**DIRECTION 1**
Please show every line of the entries below that contains the word "front".

**DOCUMENT**
· · · · ·

Celebrity W.T.F's Volume 162
Victoria Beckham says she is a real life 'Desperate Housewife' who spends her days doing housework and raising her children.
She told a British newspaper: "The truth is I see myself like one of the characters from the series 'Desperate Housewives'. Lynette - the one who has the most kids. All day with the kids."
Let's compare shall we?
Lynette - has 3 boys and 1 girl
Victoria - has 3 boys and 10 nannies
Lynette - has a career
Victoria - not so much
Lynette- takes her kids with her everywhere
Victoria - not so much
Lynette - has a great husband
Victoria - has a fine husband
Lynette- runs around so much she has no time to eat
Victoria - has plenty of time to eat but, she just doesn't
Although I will agree that Victoria comes across as desperate...she wouldn't last two minutes as Lynette.

· · · · ·

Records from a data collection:

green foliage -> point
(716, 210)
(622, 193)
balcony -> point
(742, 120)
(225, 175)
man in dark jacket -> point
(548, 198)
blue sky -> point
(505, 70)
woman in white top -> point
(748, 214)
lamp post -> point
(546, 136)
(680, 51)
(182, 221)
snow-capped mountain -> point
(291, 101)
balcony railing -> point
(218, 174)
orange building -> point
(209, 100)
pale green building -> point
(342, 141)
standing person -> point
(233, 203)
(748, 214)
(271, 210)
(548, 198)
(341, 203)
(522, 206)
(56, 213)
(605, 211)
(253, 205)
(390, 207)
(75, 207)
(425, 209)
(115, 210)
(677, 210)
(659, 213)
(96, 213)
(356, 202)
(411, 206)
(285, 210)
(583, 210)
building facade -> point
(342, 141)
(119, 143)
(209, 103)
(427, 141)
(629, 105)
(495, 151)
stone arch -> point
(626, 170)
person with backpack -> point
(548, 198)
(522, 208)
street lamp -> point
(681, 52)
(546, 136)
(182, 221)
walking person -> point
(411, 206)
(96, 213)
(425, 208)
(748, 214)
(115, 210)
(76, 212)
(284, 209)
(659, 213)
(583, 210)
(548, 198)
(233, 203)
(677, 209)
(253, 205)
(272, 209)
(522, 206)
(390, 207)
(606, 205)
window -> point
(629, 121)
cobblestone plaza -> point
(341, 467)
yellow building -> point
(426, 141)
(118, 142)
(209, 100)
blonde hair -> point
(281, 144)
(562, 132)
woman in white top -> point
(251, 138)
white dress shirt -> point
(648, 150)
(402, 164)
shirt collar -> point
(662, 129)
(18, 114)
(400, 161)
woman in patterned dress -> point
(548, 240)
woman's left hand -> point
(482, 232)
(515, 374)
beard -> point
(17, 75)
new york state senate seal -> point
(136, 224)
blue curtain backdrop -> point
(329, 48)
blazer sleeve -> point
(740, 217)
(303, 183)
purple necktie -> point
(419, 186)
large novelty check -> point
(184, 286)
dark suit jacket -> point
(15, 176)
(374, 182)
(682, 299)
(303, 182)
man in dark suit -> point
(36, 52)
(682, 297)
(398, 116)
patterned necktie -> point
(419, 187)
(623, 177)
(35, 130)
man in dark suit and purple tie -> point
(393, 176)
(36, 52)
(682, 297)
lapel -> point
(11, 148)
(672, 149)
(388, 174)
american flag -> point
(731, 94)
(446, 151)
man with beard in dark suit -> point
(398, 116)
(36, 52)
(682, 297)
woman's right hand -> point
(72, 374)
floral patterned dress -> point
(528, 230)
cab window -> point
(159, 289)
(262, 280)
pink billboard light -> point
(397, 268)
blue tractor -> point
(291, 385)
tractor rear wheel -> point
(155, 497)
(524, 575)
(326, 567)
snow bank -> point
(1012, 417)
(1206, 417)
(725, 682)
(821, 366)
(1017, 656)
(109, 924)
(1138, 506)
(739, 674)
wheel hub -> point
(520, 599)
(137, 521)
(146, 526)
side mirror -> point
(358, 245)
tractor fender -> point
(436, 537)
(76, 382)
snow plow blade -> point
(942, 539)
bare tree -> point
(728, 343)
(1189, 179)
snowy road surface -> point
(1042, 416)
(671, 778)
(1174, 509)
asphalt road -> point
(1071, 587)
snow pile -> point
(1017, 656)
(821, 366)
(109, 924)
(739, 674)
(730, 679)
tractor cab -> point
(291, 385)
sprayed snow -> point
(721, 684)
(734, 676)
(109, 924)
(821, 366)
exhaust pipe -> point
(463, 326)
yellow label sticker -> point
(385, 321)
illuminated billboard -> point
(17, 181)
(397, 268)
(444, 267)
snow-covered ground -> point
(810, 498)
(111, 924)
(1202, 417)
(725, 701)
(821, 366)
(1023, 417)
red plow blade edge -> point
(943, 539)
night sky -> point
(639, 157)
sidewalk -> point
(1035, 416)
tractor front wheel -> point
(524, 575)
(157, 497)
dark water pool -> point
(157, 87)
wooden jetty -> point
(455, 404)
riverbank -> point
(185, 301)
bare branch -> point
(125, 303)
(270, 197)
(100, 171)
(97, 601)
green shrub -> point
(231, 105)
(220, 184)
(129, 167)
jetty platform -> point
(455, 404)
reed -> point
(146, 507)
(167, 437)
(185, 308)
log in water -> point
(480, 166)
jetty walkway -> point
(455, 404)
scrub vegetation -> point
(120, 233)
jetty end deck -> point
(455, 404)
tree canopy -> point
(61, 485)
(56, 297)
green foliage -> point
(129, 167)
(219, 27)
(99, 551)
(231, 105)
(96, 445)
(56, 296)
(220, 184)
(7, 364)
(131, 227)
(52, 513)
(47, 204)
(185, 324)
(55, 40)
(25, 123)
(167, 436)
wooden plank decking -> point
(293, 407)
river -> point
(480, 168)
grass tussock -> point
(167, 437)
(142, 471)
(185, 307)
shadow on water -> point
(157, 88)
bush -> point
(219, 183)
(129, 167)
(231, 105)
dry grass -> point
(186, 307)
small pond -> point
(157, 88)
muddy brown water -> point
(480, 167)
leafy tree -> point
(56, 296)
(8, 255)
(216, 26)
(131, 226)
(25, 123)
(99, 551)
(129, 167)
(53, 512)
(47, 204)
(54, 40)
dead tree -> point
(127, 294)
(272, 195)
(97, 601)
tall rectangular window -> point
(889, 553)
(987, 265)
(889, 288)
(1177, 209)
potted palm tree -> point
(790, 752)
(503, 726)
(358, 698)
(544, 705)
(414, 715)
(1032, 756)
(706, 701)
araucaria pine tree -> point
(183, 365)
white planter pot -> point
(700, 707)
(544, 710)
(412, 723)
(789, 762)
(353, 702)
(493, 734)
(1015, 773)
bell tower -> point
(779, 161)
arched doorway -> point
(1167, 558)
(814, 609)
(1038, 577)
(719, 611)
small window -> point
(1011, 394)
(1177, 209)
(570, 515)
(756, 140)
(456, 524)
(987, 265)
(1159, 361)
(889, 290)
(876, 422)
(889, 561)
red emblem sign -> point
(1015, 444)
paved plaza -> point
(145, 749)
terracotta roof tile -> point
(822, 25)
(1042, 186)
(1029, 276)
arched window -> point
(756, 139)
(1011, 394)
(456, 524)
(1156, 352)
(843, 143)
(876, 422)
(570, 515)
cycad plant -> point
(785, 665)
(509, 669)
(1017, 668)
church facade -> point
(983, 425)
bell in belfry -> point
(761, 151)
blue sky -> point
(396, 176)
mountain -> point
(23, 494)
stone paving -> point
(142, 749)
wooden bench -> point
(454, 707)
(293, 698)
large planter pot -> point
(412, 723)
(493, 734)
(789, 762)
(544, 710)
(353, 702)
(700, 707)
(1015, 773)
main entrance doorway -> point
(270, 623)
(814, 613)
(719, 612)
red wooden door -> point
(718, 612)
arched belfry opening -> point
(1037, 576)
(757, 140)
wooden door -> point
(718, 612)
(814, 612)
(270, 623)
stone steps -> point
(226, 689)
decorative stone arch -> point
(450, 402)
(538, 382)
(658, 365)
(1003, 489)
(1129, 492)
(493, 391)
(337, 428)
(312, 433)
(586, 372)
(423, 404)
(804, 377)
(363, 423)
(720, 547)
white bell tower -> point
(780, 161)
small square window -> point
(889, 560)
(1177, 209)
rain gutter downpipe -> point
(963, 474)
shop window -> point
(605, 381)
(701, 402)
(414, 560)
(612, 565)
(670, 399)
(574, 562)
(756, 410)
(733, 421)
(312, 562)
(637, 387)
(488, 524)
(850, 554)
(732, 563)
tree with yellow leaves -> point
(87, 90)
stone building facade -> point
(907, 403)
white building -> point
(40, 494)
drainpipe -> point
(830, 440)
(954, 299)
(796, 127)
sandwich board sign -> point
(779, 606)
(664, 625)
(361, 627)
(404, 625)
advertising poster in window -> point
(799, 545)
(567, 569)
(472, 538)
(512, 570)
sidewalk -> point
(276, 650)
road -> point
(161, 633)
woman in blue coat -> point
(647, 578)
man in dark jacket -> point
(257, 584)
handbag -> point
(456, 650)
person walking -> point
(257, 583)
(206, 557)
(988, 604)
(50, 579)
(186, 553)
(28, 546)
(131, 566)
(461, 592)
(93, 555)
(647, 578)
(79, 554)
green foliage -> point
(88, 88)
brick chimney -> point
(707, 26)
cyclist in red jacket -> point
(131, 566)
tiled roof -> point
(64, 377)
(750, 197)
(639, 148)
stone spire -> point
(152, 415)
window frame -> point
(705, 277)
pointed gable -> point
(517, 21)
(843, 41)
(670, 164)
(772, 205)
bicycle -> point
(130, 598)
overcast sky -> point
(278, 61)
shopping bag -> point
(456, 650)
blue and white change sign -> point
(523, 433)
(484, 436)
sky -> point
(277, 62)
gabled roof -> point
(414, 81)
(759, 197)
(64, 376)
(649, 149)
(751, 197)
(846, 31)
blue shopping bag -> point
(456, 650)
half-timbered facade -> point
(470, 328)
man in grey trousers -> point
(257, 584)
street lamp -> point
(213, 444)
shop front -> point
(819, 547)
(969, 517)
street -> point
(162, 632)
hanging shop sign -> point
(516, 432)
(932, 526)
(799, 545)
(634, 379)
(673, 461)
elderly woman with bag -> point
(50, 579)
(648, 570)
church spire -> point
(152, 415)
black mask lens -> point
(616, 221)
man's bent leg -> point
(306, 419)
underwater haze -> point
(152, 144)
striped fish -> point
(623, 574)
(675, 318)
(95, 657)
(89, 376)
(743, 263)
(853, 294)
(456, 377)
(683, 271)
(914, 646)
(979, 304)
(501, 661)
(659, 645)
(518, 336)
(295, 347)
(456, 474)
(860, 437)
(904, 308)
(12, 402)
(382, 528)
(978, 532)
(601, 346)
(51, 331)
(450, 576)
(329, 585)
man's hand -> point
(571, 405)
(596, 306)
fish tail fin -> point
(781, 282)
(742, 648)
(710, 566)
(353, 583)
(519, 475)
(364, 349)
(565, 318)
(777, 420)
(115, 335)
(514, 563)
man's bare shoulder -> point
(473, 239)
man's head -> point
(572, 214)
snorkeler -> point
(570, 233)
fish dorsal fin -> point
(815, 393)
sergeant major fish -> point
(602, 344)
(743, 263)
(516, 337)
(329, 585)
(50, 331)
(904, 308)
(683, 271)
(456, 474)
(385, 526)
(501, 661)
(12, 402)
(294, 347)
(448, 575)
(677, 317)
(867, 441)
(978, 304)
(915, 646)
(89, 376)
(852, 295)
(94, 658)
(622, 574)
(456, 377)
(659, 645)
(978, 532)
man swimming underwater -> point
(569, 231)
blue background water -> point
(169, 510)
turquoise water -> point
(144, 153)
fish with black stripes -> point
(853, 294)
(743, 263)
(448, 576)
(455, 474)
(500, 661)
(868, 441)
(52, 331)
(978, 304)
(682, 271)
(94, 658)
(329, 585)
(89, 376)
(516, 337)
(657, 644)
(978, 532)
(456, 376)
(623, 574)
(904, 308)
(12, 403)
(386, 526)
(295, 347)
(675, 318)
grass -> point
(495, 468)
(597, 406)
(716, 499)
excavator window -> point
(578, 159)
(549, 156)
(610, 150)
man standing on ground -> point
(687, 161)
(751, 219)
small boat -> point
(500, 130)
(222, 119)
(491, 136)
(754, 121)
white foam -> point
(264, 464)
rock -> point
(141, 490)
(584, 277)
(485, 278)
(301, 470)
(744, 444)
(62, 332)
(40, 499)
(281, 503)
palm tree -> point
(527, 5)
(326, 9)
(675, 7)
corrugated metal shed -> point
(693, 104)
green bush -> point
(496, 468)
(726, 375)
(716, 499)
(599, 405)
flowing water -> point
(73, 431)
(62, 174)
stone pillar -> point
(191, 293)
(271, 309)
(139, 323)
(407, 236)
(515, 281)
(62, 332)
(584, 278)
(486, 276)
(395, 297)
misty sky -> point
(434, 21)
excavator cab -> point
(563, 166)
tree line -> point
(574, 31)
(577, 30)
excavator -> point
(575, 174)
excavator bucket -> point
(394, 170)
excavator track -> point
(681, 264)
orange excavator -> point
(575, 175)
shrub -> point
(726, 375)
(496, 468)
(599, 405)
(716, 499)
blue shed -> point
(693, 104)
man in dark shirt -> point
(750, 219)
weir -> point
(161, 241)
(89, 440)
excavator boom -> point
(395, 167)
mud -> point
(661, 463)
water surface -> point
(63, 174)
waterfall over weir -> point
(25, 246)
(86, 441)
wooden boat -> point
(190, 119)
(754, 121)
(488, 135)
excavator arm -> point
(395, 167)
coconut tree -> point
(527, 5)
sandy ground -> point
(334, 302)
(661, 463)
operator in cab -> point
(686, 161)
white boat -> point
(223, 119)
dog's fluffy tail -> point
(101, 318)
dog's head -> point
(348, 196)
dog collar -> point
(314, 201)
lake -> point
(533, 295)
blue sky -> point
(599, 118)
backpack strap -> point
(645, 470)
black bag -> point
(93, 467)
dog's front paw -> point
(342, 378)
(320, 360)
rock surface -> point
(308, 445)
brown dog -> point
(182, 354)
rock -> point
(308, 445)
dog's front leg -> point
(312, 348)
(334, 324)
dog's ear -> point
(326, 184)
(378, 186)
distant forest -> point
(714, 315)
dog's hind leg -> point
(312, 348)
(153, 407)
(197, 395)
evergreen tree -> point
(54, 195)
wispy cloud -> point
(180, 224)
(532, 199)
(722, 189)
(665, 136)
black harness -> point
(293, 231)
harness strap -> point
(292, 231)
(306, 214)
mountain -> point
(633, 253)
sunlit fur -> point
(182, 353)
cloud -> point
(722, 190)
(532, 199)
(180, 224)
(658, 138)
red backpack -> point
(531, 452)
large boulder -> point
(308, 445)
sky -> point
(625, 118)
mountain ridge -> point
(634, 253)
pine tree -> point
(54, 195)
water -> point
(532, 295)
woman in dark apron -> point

· · · · ·

**DIRECTION 2**
Write out, word for word, the stretch of the Victoria Beckham piece above from "She told a British" through "compare shall we?".

**EXPECTED ANSWER 1**
tractor front wheel -> point
shop front -> point
dog's front paw -> point
dog's front leg -> point

**EXPECTED ANSWER 2**
She told a British newspaper: "The truth is I see myself like one of the characters from the series 'Desperate Housewives'. Lynette - the one who has the most kids. All day with the kids."
Let's compare shall we?